Kalte Kuchl: Wie ein Düsenjet auf zwei Rädern
Von Patrick Wammerl
Es ist nicht nur die süße Verführung des Topfenstrudels, weshalb an schönen Wochenenden Tausende Biker in die Kalte Kuchl pilgern. Zwar lohnt sich die Einkehr beim Alpengasthof, aber im Grunde sind es die engen Kurven auf der Bergstrecke durch die Gutensteiner Alpen in NÖ, die jedes Motorradfahrerherz höherschlagen lassen.
Bei aller Freude über den regen Ausflugstourismus hat die Sache aber auch einen schalen Beigeschmack. Mehr als 200 Anzeigen wegen Raserei an einem einzigen Tag sind keine Seltenheit. Der Temporausch auf Niederösterreichs wohl berüchtigtster Motorradstrecke ist ungebrochen.
Lärmgeplagte Anrainer
Das wissen vor allem die lärmgeplagten Anrainer zwischen Lilienfeld, St. Aegyd am Neuwald und Pernitz, die an heißen Sommertagen ihre Fenster lieber geschlossen halten. Kein Wunder, verabreden sich doch immer noch Tempobolzer auf zwei Rädern zum illegalen Adrenalinkick – ein Rennen entlang des Lahnsattels oder über den Rohrer Berg.

* * * *

AUFGABE 1:
Wie viele Anzeigen wegen Raserei an einem einzigen Tag sind laut dem Textauszug keine Seltenheit?
AUFGABE 2:
Zwischen welchen Orten wohnen laut dem Textauszug die lärmgeplagten Anrainer? Nenne alle.
AUFGABE 3:
Schreib den Teil des Textauszugs Wort für Wort ab, der bei den Worten „Kalte Kuchl: Wie“ anfängt und nach „Motorradfahrerherz höherschlagen lassen.“ aufhört.
Nutze nur den Textauszug.

DATEN:
* * * *

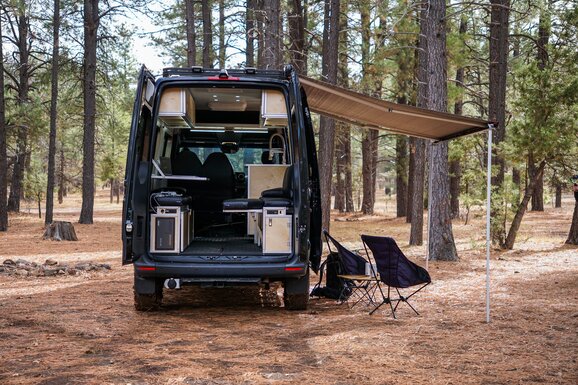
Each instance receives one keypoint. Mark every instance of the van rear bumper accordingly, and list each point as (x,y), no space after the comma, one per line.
(145,267)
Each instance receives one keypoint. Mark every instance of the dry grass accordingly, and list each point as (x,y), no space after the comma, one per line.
(62,330)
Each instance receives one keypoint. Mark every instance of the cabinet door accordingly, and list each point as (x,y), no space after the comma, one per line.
(277,234)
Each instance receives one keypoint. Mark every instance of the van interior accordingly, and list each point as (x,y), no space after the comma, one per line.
(222,175)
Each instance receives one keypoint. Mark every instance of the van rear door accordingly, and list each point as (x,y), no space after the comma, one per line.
(141,120)
(315,198)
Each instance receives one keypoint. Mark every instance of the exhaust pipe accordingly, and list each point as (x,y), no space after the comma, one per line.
(172,283)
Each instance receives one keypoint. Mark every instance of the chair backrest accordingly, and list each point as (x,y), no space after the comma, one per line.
(394,268)
(353,264)
(186,163)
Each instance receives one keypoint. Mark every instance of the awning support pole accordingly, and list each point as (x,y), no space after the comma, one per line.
(488,235)
(429,189)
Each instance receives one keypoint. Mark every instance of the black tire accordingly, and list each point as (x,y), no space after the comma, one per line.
(149,302)
(296,293)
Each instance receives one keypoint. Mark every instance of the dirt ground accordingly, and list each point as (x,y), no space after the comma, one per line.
(84,329)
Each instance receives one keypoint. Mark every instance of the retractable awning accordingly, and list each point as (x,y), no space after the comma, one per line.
(366,111)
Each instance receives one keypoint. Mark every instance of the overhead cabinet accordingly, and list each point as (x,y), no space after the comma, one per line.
(273,109)
(177,108)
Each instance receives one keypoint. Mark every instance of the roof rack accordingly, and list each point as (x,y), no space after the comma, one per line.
(249,71)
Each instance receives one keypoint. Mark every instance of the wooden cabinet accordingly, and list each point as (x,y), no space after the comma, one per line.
(273,108)
(177,108)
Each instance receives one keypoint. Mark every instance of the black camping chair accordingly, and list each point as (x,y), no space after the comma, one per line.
(362,287)
(395,270)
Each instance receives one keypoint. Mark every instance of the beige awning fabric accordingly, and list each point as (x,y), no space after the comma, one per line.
(366,111)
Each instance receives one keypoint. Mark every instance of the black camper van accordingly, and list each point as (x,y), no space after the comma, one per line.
(221,184)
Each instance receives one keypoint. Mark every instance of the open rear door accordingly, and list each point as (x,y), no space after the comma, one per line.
(141,121)
(315,198)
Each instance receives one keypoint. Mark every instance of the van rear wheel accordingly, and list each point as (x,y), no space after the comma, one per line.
(296,293)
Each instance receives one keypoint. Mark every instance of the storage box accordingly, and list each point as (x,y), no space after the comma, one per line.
(277,231)
(170,229)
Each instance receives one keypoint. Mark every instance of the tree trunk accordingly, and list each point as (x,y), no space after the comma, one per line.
(61,181)
(272,47)
(517,221)
(250,34)
(327,125)
(91,23)
(499,30)
(339,203)
(259,18)
(455,175)
(417,172)
(573,234)
(16,186)
(538,194)
(53,112)
(207,34)
(191,33)
(401,163)
(222,47)
(455,165)
(418,180)
(60,231)
(367,157)
(498,44)
(558,199)
(410,178)
(3,157)
(441,238)
(296,36)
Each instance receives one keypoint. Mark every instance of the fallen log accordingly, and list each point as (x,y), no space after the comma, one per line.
(60,231)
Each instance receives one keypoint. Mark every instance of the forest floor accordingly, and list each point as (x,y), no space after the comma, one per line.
(83,328)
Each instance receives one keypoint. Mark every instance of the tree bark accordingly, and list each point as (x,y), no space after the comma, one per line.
(455,176)
(16,185)
(517,221)
(207,34)
(250,34)
(499,31)
(272,47)
(327,125)
(538,194)
(558,199)
(222,47)
(53,112)
(410,178)
(297,36)
(61,181)
(401,163)
(91,23)
(542,57)
(441,238)
(191,33)
(367,168)
(573,233)
(455,165)
(417,170)
(3,156)
(60,231)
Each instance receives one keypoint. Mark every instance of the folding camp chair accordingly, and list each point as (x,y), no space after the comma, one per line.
(395,270)
(362,287)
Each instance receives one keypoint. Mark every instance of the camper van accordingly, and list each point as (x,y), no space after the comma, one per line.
(221,184)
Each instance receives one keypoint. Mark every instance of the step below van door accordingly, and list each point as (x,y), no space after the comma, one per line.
(315,198)
(140,125)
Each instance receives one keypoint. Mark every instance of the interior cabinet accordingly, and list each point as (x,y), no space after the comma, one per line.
(273,108)
(177,108)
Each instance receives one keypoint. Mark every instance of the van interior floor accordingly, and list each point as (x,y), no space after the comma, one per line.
(223,246)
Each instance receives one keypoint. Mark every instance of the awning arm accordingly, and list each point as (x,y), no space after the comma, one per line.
(491,127)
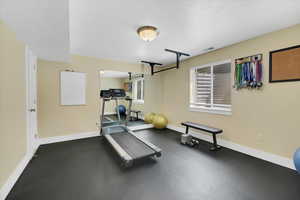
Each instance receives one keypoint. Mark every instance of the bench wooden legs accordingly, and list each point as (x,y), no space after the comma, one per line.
(215,146)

* * * *

LÖSUNG 1:
Mehr als 200.

LÖSUNG 2:
Lilienfeld, St. Aegyd am Neuwald, Pernitz

LÖSUNG 3:
Kalte Kuchl: Wie ein Düsenjet auf zwei Rädern
Von Patrick Wammerl
Es ist nicht nur die süße Verführung des Topfenstrudels, weshalb an schönen Wochenenden Tausende Biker in die Kalte Kuchl pilgern. Zwar lohnt sich die Einkehr beim Alpengasthof, aber im Grunde sind es die engen Kurven auf der Bergstrecke durch die Gutensteiner Alpen in NÖ, die jedes Motorradfahrerherz höherschlagen lassen.